--- Extract to read ---
The concept of IRIs

Last updated on 2025-04-08 | Edit this page

Overview

Questions

  • How do IRIs eliminate ambiguity when different datasets use similar titles?
  • What are the essential components of a IRI, and how do they work together to ensure uniqueness?
  • Why are namespaces crucial for maintaining clarity and consistency in linked data?

Objectives

  • Explain what IRIs are
  • Explain why they are important in Linked Open Data.
  • Explain the structure of a IRI
  • Explain what namespaces are

Ambiguity


Now that the fundamental concept behind the subject-predicate-object model is understood, a problem arises when trying to connect your own data with external datasets or when modeling knowledge unambiguously: How can we ensure that we are talking about the same objects?

Consider the following example:

Suppose you are researching in the database from the Metropolitan Museum of Art for Van Gogh’s painting Wheat Field with Cypresses. Now, if you would like to talk about the different paintings, it could become difficult and confusing which painting you want to talk about exactly, because you find:

  1. An entry titled Wheatfield with Cypresses, attributed to Vincent van Gogh, painted in 1889.

  2. Another entry titled Cypresses, also attributed to Vincent van Gogh, from 1889.

  3. Another entry titled Wheat Field, also by Vincent van Gogh from 1888.

  4. Yet another entry with the same title Wheat Field, but by Jean Jacques de Boissieu from 1772.

This highlights that names are often not unique. While additional details like year and artist usually clarify which object is meant, this is not always guaranteed. Humans can often resolve such ambiguities using context, but computers struggle with this.

Since a subject-predicate-object model does not have the context of a larger text, ambiguity can be resolved using IDs. Museums, for instance, assign unique IDs to paintings, ensuring that even those with identical names are distinguishable. This concept is adapted and expanded for LOD to work in an open, large-scale environment.

Now, with these IDs, it becomes possible to refer to one exact painting and be sure that everyone within the same context understands which artwork is meant. However, when we are only talking about an ID—a number—it is conceivable that in another context the same number might refer to a different object, meaning that the number alone is not free from ambiguity, so we need to find a way to resolve to that exact “context”.

To resolve this problem, we can use a URI, a Uniform Resource Identifier. By combining a unique ID with a well-defined namespace, a URI guarantees global uniqueness. The namespace acts like a contextual “container” that ensures the ID is interpreted in a specific environment, making it unambiguous no matter where or when it is used. Similarly, IRIs extend this principle by allowing a broader set of characters, accommodating diverse languages and scripts. Together, the use of namespaces and IDs ensures that every resource is uniquely identifiable at all times and in every context. The namespace is the “context” mentioned before.
--- Supplied records ---
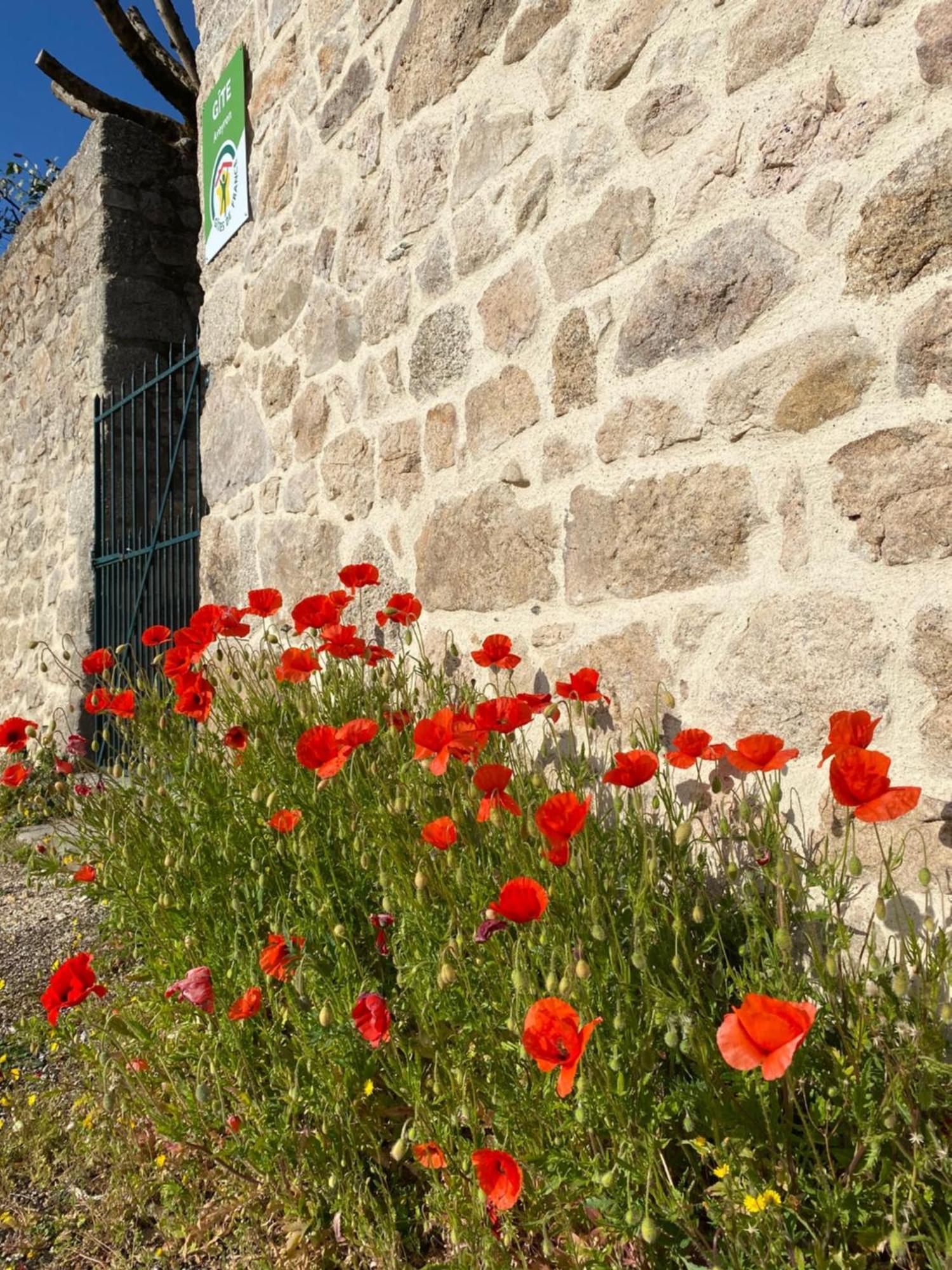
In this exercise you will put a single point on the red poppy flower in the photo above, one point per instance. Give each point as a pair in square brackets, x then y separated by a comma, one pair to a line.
[196, 702]
[247, 1005]
[373, 1018]
[850, 730]
[235, 739]
[403, 609]
[860, 779]
[694, 745]
[381, 923]
[196, 989]
[631, 769]
[124, 705]
[342, 642]
[761, 754]
[97, 702]
[522, 900]
[499, 1178]
[265, 604]
[357, 576]
[13, 733]
[492, 780]
[15, 777]
[582, 686]
[296, 666]
[285, 821]
[765, 1033]
[430, 1156]
[155, 636]
[559, 820]
[440, 834]
[449, 733]
[69, 986]
[315, 612]
[497, 651]
[502, 714]
[321, 751]
[98, 662]
[277, 959]
[553, 1037]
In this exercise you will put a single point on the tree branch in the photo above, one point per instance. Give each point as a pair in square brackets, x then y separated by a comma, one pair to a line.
[86, 98]
[181, 43]
[159, 51]
[145, 60]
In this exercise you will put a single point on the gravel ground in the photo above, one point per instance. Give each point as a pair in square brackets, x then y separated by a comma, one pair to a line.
[39, 923]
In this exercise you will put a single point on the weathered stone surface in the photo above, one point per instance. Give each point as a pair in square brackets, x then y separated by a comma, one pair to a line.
[387, 305]
[399, 471]
[511, 309]
[347, 467]
[708, 298]
[441, 351]
[619, 234]
[767, 679]
[530, 26]
[491, 144]
[280, 383]
[897, 487]
[309, 422]
[295, 549]
[355, 88]
[331, 331]
[925, 352]
[771, 35]
[423, 164]
[440, 438]
[664, 115]
[826, 209]
[237, 451]
[510, 553]
[631, 670]
[501, 410]
[932, 658]
[616, 46]
[442, 43]
[797, 387]
[935, 30]
[279, 294]
[662, 534]
[644, 426]
[531, 195]
[479, 237]
[574, 365]
[907, 224]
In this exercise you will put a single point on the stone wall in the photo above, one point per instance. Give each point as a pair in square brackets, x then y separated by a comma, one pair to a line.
[101, 276]
[625, 328]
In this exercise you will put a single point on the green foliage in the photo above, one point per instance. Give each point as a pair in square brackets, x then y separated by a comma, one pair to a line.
[662, 1156]
[22, 187]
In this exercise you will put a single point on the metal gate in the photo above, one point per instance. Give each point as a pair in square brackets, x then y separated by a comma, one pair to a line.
[148, 502]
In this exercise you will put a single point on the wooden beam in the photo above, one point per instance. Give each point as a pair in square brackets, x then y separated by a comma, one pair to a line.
[153, 70]
[178, 36]
[86, 95]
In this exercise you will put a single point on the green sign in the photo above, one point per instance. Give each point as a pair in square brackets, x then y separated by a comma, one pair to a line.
[225, 158]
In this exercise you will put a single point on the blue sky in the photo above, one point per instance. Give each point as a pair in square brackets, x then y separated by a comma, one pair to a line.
[32, 121]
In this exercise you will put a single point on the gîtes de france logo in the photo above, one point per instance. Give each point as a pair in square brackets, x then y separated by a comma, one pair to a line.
[224, 187]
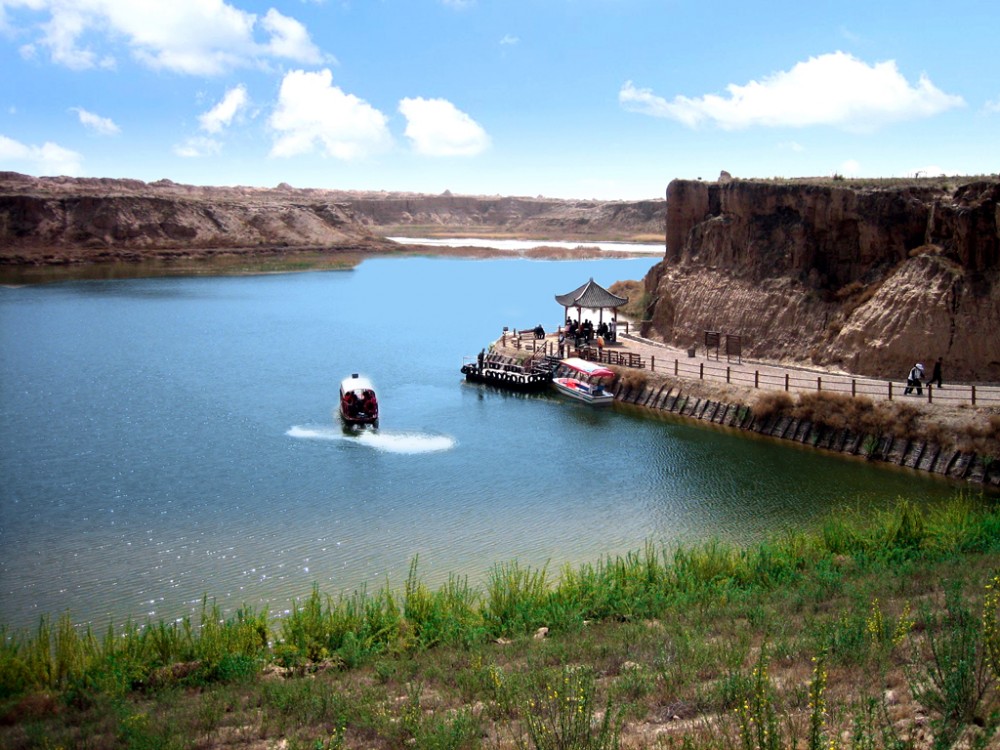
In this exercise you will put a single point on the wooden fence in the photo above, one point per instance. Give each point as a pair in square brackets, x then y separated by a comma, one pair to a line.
[768, 379]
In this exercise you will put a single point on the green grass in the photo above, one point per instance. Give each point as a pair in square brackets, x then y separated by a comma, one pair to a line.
[794, 641]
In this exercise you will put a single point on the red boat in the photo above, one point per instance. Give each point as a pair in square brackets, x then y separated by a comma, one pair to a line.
[570, 381]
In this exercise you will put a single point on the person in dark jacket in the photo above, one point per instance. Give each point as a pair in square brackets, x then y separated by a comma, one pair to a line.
[936, 374]
[915, 380]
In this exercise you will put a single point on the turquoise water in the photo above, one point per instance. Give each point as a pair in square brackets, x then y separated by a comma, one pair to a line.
[168, 438]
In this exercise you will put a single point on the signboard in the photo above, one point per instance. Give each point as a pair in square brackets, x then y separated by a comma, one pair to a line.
[712, 342]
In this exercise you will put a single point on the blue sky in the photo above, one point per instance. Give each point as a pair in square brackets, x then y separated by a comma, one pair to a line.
[565, 98]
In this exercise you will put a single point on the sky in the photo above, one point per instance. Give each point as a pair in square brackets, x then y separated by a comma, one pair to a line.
[606, 99]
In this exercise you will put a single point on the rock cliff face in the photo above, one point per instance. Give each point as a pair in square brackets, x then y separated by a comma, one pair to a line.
[869, 279]
[57, 220]
[67, 220]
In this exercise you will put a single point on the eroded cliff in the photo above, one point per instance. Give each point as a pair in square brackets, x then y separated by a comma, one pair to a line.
[61, 220]
[45, 220]
[870, 279]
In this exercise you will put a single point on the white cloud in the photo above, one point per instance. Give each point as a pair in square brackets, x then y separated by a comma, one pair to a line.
[222, 114]
[47, 159]
[792, 146]
[198, 37]
[198, 147]
[313, 113]
[929, 170]
[289, 38]
[100, 125]
[833, 89]
[437, 128]
[851, 168]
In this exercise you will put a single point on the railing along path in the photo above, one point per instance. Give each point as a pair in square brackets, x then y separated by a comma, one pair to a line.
[632, 352]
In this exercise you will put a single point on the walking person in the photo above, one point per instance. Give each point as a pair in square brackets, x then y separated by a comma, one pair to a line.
[915, 380]
[936, 374]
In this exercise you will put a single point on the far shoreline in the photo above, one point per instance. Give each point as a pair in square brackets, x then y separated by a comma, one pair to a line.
[41, 265]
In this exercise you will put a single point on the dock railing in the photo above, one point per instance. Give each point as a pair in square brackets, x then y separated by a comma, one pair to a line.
[772, 377]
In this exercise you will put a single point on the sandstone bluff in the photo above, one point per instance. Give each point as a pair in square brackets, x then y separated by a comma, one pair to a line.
[59, 220]
[868, 278]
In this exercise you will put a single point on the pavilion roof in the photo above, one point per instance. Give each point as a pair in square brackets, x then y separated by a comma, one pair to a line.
[591, 295]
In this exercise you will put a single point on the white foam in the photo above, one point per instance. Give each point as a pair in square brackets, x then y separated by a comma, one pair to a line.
[315, 433]
[387, 442]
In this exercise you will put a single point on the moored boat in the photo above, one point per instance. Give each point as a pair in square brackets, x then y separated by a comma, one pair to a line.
[584, 381]
[358, 402]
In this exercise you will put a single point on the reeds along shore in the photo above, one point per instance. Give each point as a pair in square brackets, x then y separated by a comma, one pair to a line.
[801, 637]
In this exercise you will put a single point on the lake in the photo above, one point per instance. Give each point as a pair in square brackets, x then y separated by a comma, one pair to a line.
[167, 438]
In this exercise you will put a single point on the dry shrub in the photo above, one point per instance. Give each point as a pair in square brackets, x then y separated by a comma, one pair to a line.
---
> **Task requirements**
Continue the lesson on IRIs from the point where it stops. The listing has no connection to the lesson on IRIs.

> **Output for this exercise**
Understanding IRIs


Applied to the painting Wheatfield with Cypresses, the Metropolitan Museum of Art does not provide a guaranteed way to reference this so-called resource unambiguously. While we can use the link to the museum’s website, there is no guarantee that this link will remain unchanged over time. If the URL were to change, our reference would no longer work.

To avoid this problem, certain providers offer ways to generate IRIs. One example we want to examine is Wikidata, the structured data repository behind Wikipedia. If we search for Wheatfield with Cypresses on Wikidata, we also find multiple entries. Looking at this entry, we can already see the associated ID in the page title. The link to the page _https://www.wikidata.org/wiki/Q26221215_ forms the IRI. The first part, _https://www.wikidata.org/wiki/_, is the namespace, which is predefined, while the second part, Q26221215, is the ID, which is uniquely referable within this namespace. The combination of both elements ensures that this object can be referenced unambiguously in different contexts. Like subjects, predicates need to get a IRI aswell, which describes what the predicate means exactly. Wikidata also provides some properties in their List of Properties. For example we can find an IRI for the property place of birth.

Conclusion


URIs and IRIs form the bedrock of Linked Open Data by ensuring that every digital resource, such as Van Gogh’s Wheatfield with Cypresses, has a unique, reliable address. By breaking down the structure of these identifiers and understanding the role of namespaces, we see how ambiguity is resolved. This system not only enhances clarity but also fosters global collaboration and deeper insights in research.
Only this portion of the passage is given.